▶ **ACTION ITEM**
Can you write the next part of the piece below on healthy ageing in place in Scotland, starting right after its final sentence?

▶ **TEXT PROVIDED**
The presumption of home first is part of the DNA of our social care policy and delivery. It is articulated in the Scottish Government’s post pandemic Statement of Intent on the ‘Health and Social Care of Older People.’ in the following terms:

‘Our vision for Scotland

We want people to enjoy a high quality of life as they grow older. Our ambition is to make Scotland the best place in the world to grow old. We want to achieve this through safe, integrated, person centred health and social care. Everyone should be able to live independently, and drive the decisions about their health and wellbeing; with their human rights respected and their dignity protected…’

All this underlined further when it states:

 ‘Home first approach

 People have told us that they would like their care and treatment to be delivered in their home or local community as much as possible. Our health and social care services must reorganise themselves to better support people to live well and independently in their communities as they age.’

Health and social care for older people: statement of intent – gov.scot (www.gov.scot)  (March 2021)

Laudable, clear, and factual in statement and intent. Hard to disagree with it.

And we can all recognise similar aspirations, notably the desire for independent living – throughout the years of policy of Scottish national government, whether in the seminal work of the key learning disability report ‘The Same As You?’ of 2000 which hastened further the closure of our long stay institutions, or the more recent passion behind the Feeley Report, the Independent Review of Adult Social Care (2021) – people time and time again have stated the desire to live as independently for as long as possible.

The ageing-in-place agenda posits that the preferred environment for older adults to age in is the community, where they can remain active, engaged, socially connected, and independent.

The question is – have we as a society paid more than lip service to that aspiration? Have we fostered and nurtured the civic and care capacity to respond in full to that desire or have and are the visions of ageing in place becoming rooted in the soil of delusion? How prepared is Scotland to enable people to age healthily in place?

I want to explore this issue of healthy ageing in place – through three perspectives, namely legislative, finance and the built environment.

1.

The first is legislative. It is sometimes lost amidst all the talk of reform and reshaping, of new creation and novel development such as the National Care Service, that Scotland already has some of the most progressive health and more specifically social care legislation in the world.

The Social Care (Self-directed Support) (Scotland) Act 2013 (SDS Act) sought to bestow upon the individual who required support and care new rights guided by the principles of participation and dignity, involvement and inclusion, informed choice and collaboration. It aimed to change practice from assessing what someone needed to maintain and survive life to determining what outcomes would enable that individual to flourish and thrive. Budgets were to be in the hands of the supported person; new models of innovative, community-based supports would be developed as flexibility, creativity and diversity were written into Guidance and advice. It was all designed to allow folks to live the ordinary lives they wanted and to participate as full citizens of their local communities. In essence it was about enabling ageing in place (before the term became commonplace.) This was primary and preventative health care dovetailing into community-based social care.

Derek Feeley 8 years later in his Review told us what those of us on the ground knew already namely that the implementation of the SDS dream had failed.

▶ **DATASET EXCERPTS**
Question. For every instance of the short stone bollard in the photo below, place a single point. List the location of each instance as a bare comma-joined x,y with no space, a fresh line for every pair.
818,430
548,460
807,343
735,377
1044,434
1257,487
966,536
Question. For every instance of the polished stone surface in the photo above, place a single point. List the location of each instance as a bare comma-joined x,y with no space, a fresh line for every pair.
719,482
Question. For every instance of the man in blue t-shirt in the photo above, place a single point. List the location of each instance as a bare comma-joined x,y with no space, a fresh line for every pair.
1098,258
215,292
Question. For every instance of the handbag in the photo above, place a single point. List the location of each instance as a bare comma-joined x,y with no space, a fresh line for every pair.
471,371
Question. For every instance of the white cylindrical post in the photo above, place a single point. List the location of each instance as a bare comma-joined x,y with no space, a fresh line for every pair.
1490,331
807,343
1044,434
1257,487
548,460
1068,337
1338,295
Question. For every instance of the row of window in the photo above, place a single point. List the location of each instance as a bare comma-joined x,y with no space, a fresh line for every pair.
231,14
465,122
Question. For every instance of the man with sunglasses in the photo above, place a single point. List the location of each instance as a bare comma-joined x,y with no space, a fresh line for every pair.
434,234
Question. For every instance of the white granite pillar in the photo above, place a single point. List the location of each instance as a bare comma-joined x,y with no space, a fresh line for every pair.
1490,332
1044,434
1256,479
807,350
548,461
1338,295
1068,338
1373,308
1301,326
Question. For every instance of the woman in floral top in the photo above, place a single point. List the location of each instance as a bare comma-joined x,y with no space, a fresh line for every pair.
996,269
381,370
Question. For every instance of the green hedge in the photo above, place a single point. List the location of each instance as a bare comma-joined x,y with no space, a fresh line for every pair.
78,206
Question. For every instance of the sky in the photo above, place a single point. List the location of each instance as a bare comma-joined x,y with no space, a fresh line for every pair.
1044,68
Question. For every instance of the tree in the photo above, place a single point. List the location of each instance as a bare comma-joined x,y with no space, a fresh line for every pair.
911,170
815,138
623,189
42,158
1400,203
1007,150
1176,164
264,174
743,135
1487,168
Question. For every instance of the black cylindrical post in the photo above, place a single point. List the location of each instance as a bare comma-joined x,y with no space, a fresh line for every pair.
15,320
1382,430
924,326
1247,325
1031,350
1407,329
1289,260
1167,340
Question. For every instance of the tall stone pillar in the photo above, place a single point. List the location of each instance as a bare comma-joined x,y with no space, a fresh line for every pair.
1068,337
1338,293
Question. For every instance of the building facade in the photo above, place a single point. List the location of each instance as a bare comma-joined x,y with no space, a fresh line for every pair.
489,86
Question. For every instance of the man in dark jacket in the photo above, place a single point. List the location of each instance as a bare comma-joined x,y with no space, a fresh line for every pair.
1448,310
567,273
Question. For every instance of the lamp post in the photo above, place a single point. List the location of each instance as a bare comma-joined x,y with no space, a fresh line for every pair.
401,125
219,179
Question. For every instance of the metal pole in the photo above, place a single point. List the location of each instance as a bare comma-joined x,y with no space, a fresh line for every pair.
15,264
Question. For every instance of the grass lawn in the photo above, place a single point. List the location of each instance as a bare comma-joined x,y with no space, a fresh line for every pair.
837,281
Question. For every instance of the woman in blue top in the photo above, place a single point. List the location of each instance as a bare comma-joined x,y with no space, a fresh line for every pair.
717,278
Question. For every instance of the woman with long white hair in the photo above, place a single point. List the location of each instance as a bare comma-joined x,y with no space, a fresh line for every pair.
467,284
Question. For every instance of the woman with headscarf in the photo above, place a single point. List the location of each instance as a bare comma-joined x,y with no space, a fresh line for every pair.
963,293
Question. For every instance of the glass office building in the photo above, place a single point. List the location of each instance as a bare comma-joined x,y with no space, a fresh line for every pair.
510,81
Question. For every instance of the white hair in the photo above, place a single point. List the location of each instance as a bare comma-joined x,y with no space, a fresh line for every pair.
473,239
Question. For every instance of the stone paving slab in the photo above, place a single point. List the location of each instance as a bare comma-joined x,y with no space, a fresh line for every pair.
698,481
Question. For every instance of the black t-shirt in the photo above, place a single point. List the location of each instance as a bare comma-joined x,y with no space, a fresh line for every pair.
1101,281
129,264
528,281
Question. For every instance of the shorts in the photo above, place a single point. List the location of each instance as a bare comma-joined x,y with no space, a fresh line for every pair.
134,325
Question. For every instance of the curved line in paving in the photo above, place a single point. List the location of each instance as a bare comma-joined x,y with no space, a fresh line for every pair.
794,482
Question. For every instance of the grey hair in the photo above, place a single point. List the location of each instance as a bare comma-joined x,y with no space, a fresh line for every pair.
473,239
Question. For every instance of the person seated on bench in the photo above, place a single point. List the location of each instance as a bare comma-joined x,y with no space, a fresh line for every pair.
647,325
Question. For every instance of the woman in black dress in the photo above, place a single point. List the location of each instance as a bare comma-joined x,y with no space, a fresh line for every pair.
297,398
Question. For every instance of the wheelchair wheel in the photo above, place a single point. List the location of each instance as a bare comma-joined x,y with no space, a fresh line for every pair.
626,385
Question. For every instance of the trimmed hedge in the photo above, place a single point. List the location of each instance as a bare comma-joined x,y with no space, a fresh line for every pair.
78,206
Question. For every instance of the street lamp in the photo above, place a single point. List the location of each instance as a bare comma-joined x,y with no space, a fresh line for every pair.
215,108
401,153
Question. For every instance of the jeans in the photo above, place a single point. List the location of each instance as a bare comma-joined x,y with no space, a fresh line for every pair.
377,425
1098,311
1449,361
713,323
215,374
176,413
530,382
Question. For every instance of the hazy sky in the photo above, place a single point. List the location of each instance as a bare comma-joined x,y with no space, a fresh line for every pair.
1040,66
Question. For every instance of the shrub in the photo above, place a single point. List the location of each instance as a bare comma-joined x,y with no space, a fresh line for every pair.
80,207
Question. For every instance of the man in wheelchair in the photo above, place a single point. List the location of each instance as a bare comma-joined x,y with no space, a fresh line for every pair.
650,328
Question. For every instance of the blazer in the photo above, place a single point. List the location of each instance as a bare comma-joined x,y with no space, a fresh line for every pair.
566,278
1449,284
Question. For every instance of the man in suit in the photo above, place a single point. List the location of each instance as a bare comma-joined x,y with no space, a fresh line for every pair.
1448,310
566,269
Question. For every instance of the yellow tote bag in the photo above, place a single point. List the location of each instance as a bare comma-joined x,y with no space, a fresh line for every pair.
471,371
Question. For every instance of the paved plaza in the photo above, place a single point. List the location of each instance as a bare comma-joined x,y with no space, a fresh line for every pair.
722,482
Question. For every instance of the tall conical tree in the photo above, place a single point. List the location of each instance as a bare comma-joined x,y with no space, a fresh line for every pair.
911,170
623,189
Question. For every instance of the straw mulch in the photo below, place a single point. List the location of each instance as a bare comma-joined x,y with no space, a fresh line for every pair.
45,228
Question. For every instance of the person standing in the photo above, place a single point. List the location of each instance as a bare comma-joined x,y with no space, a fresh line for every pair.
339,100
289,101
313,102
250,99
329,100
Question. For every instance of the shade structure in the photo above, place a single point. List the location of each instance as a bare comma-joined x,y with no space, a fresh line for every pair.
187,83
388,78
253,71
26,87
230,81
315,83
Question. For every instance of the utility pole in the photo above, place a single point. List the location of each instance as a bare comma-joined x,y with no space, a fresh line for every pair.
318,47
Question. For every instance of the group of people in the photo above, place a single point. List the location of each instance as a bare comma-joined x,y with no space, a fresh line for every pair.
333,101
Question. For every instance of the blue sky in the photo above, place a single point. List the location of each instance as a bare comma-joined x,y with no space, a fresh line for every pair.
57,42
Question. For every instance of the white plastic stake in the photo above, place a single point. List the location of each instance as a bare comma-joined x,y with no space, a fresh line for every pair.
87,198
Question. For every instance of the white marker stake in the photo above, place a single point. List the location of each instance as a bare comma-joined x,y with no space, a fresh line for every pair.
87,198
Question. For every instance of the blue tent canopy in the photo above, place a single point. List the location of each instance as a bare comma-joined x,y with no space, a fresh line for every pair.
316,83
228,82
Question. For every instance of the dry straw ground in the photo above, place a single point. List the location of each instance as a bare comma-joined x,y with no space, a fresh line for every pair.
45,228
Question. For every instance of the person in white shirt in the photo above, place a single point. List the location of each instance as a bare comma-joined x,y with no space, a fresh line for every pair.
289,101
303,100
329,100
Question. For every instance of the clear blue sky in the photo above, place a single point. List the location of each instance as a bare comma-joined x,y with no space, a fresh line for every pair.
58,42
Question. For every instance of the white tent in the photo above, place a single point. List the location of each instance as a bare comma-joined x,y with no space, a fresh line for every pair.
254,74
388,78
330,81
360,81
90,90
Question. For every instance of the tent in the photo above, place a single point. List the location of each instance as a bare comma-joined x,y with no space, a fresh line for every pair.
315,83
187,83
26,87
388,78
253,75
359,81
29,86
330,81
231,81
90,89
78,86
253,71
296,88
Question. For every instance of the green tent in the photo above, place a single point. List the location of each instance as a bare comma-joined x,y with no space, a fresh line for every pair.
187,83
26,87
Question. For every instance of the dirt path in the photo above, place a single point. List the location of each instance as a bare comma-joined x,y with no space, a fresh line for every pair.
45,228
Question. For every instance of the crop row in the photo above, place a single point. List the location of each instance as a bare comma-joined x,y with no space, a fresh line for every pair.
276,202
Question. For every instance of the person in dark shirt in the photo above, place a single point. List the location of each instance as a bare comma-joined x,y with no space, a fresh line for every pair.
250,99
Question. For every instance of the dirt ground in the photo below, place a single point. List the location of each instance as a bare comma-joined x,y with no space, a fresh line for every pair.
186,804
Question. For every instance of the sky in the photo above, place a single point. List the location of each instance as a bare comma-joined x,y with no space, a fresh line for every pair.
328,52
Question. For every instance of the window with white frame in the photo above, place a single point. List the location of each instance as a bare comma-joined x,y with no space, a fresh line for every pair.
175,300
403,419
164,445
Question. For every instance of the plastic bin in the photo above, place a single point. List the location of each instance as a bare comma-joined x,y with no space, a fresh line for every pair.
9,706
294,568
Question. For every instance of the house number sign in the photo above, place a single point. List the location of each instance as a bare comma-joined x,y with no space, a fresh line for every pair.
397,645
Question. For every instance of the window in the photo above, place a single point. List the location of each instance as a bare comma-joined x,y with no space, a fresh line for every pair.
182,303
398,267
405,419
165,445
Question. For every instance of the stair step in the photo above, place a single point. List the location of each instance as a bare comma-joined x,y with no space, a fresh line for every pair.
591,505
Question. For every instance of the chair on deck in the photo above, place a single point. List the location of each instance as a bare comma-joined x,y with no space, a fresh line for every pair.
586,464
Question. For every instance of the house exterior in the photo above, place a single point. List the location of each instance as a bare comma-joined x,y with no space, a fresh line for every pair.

▶ **EXERCISE RESULT**
It was clear from his Review that from the experience of many of the stakeholders who had engaged in its processes that the implementation of Self-directed Support (SDS) was symptomatic of the failure to embed progressive social policy within the existent political and governmental systems. SDS failed and is still failing in part because of the impacts of austerity and economic downturn and later the pandemic but in truth the faultiness are a lot more local. Social care as delivered today and Self-directed Support as initially conceived has been and is hampered and limited by the current model of local government in Scotland and by the desire to entrench power and control within the hands of those who finance and contract rather than bestow control and choice to citizens.

SDS provides the foundation stone for a re-shaping of social care that enables the person to be in control, to utilise autonomy and exercise choice not only of the decisions made around their life but of the outcomes they want to achieve.

The legislation already exists to enable place-based healthy ageing – the commitment around implementation is what is lacking. We are paying lip service to individual choice and personal control.

2.

The second influencer upon any assessment of ageing in place must be the fiscal reality of the current moment. Folks like me who have been around this social care world for more years than we would wish to confess recognise that we have never before seen the drastic levels of savage cuts to social care provision we are facing now. What is happening in our local communities across Scotland today rides a coach and horses through legislative intent and political aspiration.

In the days and weeks that have recently passed I have come across numerous instances where individuals are having their packages of support and care reviewed, reassessed and stopped. Indeed, I know of several authorities which have established review teams ostensibly to make sure people are getting the right support but in reality to cut the majority of packages and find savings. Now in a context of fiscal waste I can understand such a measure – but we are already talking about a population who only receive services at the level of critical and emergency need. How many people do you know who as they age require less support? A few yes but the majority – no way.

Despite the self-assurance rhetoric of commissioners and local officers in health and care partnerships what we are witnessing is frankly a grotesque cost saving exercise which is putting people’s lives at risk or at best is serving to limit and diminish those lives.

Indeed, the CEO of Age Scotland Katherine Crawford warned about the precarious state of social care in Scotland, stating that:

“The longer people wait for care, the more acute their needs can become. Distressing figures from last year showed that hundreds of people died while waiting for care packages to start. For others, it is unsafe for them to be at home without the care they need, resulting in poorer health, increased hospital admissions and yet more pressure on the NHS as people are trapped in hospital.”

“The crisis in social care in Scotland is fast becoming a national scandal.

More than 10,000 people waiting for social care at home (agescotland.org.uk)

She is of course right because the latest figures from Public Health Scotland found that 6,811 people are waiting to be assessed for social care at home, with a further 3,393 waiting for a care package to be delivered. The vast majority of these are older Scots.

Because those who age in place are largely invisible, because they don’t form queues in ambulances outside hospitals or in A and E corridors – they have become the easy collateral of the phoney war which is going on in our communities. A war which proclaims a political rhetoric of more investment and funding in health and care whilst the truth on the ground is of stripped back services, packages of support being removed (often with only 72 hours’ notice) and people being quite frankly abandoned to age unhealthily. The vast majority of additional resource is helping to pay workers a better wage which is fundamental, but it is not adding to the level of support in any significant way.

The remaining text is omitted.